* BEGIN Excerpted data *

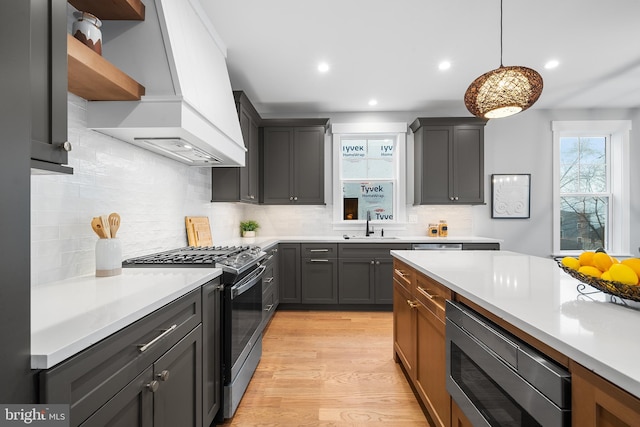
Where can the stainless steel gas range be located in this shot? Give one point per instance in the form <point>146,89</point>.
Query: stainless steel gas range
<point>242,268</point>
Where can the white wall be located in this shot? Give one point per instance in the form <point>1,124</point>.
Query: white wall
<point>523,144</point>
<point>154,194</point>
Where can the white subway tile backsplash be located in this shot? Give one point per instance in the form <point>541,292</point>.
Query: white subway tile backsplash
<point>153,194</point>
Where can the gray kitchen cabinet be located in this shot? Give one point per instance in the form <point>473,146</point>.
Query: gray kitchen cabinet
<point>366,272</point>
<point>211,351</point>
<point>448,160</point>
<point>15,121</point>
<point>162,396</point>
<point>241,184</point>
<point>292,159</point>
<point>289,273</point>
<point>109,382</point>
<point>48,73</point>
<point>270,286</point>
<point>319,273</point>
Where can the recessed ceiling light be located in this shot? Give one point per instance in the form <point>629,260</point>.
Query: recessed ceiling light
<point>551,64</point>
<point>444,65</point>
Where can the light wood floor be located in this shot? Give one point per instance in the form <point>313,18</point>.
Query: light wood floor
<point>328,368</point>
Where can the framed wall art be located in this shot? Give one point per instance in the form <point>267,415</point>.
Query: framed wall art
<point>510,196</point>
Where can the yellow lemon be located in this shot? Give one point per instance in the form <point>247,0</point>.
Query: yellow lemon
<point>634,263</point>
<point>590,270</point>
<point>623,274</point>
<point>571,262</point>
<point>586,258</point>
<point>601,261</point>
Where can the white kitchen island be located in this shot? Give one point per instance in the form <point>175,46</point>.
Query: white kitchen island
<point>536,296</point>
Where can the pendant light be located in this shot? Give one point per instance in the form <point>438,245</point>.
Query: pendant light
<point>504,91</point>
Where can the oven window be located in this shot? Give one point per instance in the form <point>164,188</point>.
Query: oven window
<point>489,399</point>
<point>246,316</point>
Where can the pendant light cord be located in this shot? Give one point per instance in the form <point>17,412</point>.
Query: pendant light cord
<point>501,33</point>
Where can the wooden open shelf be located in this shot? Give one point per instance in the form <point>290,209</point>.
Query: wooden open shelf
<point>112,9</point>
<point>95,79</point>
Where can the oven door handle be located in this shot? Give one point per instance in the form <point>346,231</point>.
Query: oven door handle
<point>246,283</point>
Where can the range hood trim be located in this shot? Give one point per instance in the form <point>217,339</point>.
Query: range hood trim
<point>209,121</point>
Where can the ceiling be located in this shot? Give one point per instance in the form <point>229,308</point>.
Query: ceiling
<point>389,50</point>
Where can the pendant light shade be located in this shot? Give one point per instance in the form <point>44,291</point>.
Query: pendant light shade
<point>504,91</point>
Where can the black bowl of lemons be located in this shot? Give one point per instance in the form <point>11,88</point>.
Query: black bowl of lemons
<point>605,273</point>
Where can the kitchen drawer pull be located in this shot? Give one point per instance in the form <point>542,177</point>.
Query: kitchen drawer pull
<point>399,272</point>
<point>144,347</point>
<point>163,376</point>
<point>426,294</point>
<point>153,386</point>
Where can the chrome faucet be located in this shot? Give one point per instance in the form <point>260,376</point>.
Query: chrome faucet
<point>369,230</point>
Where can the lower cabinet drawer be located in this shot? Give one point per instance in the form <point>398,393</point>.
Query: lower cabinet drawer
<point>89,379</point>
<point>432,295</point>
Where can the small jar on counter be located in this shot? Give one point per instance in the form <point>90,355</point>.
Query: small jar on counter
<point>443,229</point>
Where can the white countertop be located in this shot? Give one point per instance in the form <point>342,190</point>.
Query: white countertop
<point>535,295</point>
<point>357,238</point>
<point>71,315</point>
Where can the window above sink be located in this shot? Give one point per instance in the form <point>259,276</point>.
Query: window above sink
<point>369,176</point>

* END Excerpted data *

▶ **What needs to be done**
Repeat the data above word for word, from start to finish, leaving out the pictures.

▶ **Full output**
Where can the stainless steel gas range be located in this shot? Give one point per instance in the form <point>146,89</point>.
Query: stainless steel gas range
<point>242,268</point>
Where can the white wall be located in this shot? Give one point per instance in the form <point>1,124</point>.
Query: white wall
<point>523,144</point>
<point>154,194</point>
Where can the white subway tile backsplash be located in this shot? Give one point per instance in the form <point>541,292</point>.
Query: white subway tile backsplash
<point>153,194</point>
Where can the gray kitchen cabinet be located in this shot? Give one point per instance in the form <point>473,146</point>.
Query: gray kitchen cabinet
<point>366,272</point>
<point>211,351</point>
<point>448,160</point>
<point>15,121</point>
<point>162,396</point>
<point>241,184</point>
<point>292,159</point>
<point>289,273</point>
<point>109,382</point>
<point>48,73</point>
<point>270,286</point>
<point>319,273</point>
Where can the recessed ceiling light be located in this shot? Give one point per instance in the form <point>629,260</point>.
Query: recessed ceiling light
<point>551,64</point>
<point>444,65</point>
Where can the light wood floor be located in this shot? Give one point per instance in the form <point>313,18</point>.
Query: light wood floor
<point>328,368</point>
Where can the framed wall art be located in this shot? Give one point per instance in the form <point>267,415</point>.
Query: framed wall art
<point>510,196</point>
Where can the yellow lemon be located in this shot? Give one point per instance in the form <point>247,0</point>.
Query: yellow lemon
<point>634,263</point>
<point>590,270</point>
<point>623,274</point>
<point>571,262</point>
<point>586,258</point>
<point>601,261</point>
Where can the white kitchen island be located in this shot? Give one point per instance in the form <point>175,46</point>.
Query: white kitchen island
<point>536,296</point>
Where can the pendant light be located in this shot? Give one point per instance in the form <point>438,245</point>.
Query: pendant light
<point>504,91</point>
Where can the oven window be located in this shot? Give one point per instance in the form <point>164,188</point>.
Query: oven window
<point>489,399</point>
<point>246,316</point>
Where can the pendant light cord be located in this shot? Give one point per instance in the form <point>17,412</point>.
Query: pendant light cord
<point>501,33</point>
Where can the wooden open shelf be located in this shot? Give one point per instance in the form <point>290,209</point>.
Query: wooden open shelf
<point>112,9</point>
<point>95,79</point>
Where can the oven door handle be located in this shot? Give one point per instance in the form <point>346,231</point>.
Query: oven door handle
<point>246,283</point>
Where can the range hood trim be located in this shot? Give one point per instance in the form <point>217,339</point>.
Query: range hood trim
<point>209,121</point>
Where can the ceiling be located in this shot? Give one point per instance in the form <point>229,308</point>.
Query: ceiling
<point>389,50</point>
Where can the pendant light shade be located in this shot? Give one point per instance in the form <point>44,291</point>.
Query: pendant light shade
<point>504,91</point>
Where can the black bowl of lemons be located in this shot? Give one point per instance in the form <point>11,88</point>.
Query: black bowl of lemons
<point>605,273</point>
Where can the kitchen drawer pull be located in this shot? Give one point per instance in the form <point>542,177</point>.
Query: kitchen drawer pull
<point>399,272</point>
<point>144,347</point>
<point>163,376</point>
<point>426,294</point>
<point>153,386</point>
Where can the chrome faucet be located in this shot? Give one point per instance in the form <point>260,376</point>.
Query: chrome faucet
<point>369,230</point>
Where can the lower cabinet drawer be located in this shot? Give one point per instance in the form <point>398,393</point>.
Query: lower cabinet drawer
<point>89,379</point>
<point>432,295</point>
Where can the small jar on counter be located in this shot? Give one point per instance in the form <point>90,355</point>.
Query: small jar on counter
<point>443,229</point>
Where can the white countertop be located in this shot? Give one point per instance in the form <point>342,190</point>.
Query: white countertop
<point>535,295</point>
<point>357,238</point>
<point>71,315</point>
Where can the window above sink be located in this shot? Give one point per instance in the form <point>259,276</point>.
Query: window above sink
<point>369,176</point>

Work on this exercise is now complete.